Você conhece o livro Bem-vindos à Livraria Hyunam-Dong? A autora Hwang Bo-Reum concedeu uma entrevista exclusiva à KoreaIN durante sua passagem pelo Brasil para a Bienal do Livro de São Paulo e para um encontro no Centro Cultural Coreano. A escritora compartilhou suas impressões sobre o carinho dos fãs brasileiros e a importância de sua obra ao redor do mundo.

Hwang Bo-Reum falou também sobre a jornada que a levou a deixar uma carreira em ciência da computação e seguir carreira na escrita. Confira a seguir!

KoreaIN: Olá, muito obrigada por conversar com a KoreaIN hoje. Gostaria de saber como está sendo esta viagem ao Brasil e o encontro com seus fãs de um país tão distante. Como se sente sabendo que suas palavras alcançaram tantas pessoas ao redor do mundo?

Hwang Bo-Reum: Olá, eu sou Hwang Bo-Reum, autora de ”Bem-vindos à Livraria Hyunam-Dong”. Muito prazer. Cheguei ao Brasil, participei ontem da Bienal do Livro e hoje estou no Centro Cultural Coreano do Brasil para encontrar meus fãs. Embora a Coreia e o Brasil sejam países muito distantes, me senti muito bem e recebi muito carinho. Fiquei pensando sobre isso e que [esta] foi uma oportunidade única que talvez nunca mais terei. Fiquei muito grata por isso. E sobre o fato de lerem o meu livro num lugar tão distante assim, penso da seguinte forma, a partir de um ponto: É o meu livro, mas tem muita coisa que eu não sei sobre ele. Porque quando eu escrevi este livro, escrevi só pensando em como seria bom se as pessoas se sentissem confortáveis lendo o meu livro. Mas as pessoas que leram meu livro parecem sentir outras coisas além do conforto. Muitos escritores falam que é o escritor que escreve e publica o livro, mas depois deste momento [a publicação], o livro é dos leitores. E eu acho que o meu livro é assim.

__REQUISITOS DA TAREFA__
De acordo com a entrevista com Hwang Bo-Reum, qual carreira a autora deixou para seguir carreira na escrita?

__ENTRADAS ARMAZENADAS__
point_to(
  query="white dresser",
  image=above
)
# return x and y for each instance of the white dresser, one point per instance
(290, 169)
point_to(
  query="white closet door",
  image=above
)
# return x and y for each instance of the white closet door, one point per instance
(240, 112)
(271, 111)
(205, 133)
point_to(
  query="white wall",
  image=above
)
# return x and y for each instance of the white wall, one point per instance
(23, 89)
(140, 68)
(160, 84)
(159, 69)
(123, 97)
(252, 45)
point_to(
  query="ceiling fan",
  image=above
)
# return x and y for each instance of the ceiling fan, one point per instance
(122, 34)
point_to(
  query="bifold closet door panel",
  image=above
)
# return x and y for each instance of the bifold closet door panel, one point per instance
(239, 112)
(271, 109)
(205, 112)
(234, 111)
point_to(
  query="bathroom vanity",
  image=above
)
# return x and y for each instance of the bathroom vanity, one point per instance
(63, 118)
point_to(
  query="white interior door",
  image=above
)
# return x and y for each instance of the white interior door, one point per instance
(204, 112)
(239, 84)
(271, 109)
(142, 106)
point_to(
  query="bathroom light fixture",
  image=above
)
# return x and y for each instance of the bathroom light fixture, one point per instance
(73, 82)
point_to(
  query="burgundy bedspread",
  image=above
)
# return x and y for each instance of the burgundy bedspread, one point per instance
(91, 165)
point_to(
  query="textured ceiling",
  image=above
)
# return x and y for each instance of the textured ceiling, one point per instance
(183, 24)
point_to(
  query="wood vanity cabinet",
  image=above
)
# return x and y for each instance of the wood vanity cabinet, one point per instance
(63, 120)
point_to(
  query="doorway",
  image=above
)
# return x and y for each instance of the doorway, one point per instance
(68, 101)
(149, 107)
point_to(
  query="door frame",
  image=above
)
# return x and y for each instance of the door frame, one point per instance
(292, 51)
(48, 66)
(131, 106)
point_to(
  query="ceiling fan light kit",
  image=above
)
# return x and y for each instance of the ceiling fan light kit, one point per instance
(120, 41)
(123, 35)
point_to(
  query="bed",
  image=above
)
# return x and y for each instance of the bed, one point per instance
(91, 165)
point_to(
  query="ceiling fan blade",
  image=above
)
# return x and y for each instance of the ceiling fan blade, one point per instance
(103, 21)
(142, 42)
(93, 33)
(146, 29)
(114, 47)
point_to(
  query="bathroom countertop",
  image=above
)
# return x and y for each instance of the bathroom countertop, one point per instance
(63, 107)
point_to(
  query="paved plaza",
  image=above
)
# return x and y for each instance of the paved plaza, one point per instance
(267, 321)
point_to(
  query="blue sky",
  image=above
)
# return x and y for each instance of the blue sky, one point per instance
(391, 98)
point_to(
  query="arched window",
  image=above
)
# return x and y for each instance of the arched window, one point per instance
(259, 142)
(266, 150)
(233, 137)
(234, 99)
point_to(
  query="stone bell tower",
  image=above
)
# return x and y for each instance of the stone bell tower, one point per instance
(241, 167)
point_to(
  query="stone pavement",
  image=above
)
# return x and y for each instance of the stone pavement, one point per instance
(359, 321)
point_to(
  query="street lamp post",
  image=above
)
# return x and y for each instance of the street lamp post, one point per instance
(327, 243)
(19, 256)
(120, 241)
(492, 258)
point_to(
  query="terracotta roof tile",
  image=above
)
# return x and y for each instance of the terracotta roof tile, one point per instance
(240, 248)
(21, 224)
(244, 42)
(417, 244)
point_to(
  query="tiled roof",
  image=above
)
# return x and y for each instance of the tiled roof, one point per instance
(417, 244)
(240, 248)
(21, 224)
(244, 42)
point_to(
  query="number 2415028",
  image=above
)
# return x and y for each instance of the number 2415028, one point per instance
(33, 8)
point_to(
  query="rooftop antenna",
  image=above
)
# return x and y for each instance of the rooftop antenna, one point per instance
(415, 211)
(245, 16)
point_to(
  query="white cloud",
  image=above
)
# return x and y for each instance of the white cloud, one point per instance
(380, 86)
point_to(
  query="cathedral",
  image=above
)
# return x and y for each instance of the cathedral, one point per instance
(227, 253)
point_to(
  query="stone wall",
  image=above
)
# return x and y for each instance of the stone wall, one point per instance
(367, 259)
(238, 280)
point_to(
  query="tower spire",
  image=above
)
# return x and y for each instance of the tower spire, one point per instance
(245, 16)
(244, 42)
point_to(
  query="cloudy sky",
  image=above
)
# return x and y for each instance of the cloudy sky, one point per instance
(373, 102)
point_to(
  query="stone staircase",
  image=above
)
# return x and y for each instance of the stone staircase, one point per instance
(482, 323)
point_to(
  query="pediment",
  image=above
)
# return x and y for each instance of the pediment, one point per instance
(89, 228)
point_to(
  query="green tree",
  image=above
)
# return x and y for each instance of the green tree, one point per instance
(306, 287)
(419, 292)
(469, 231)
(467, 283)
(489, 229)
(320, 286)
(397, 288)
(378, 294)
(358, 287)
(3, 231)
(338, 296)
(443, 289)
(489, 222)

__RESULTADO__
A carreira em ciência da computação.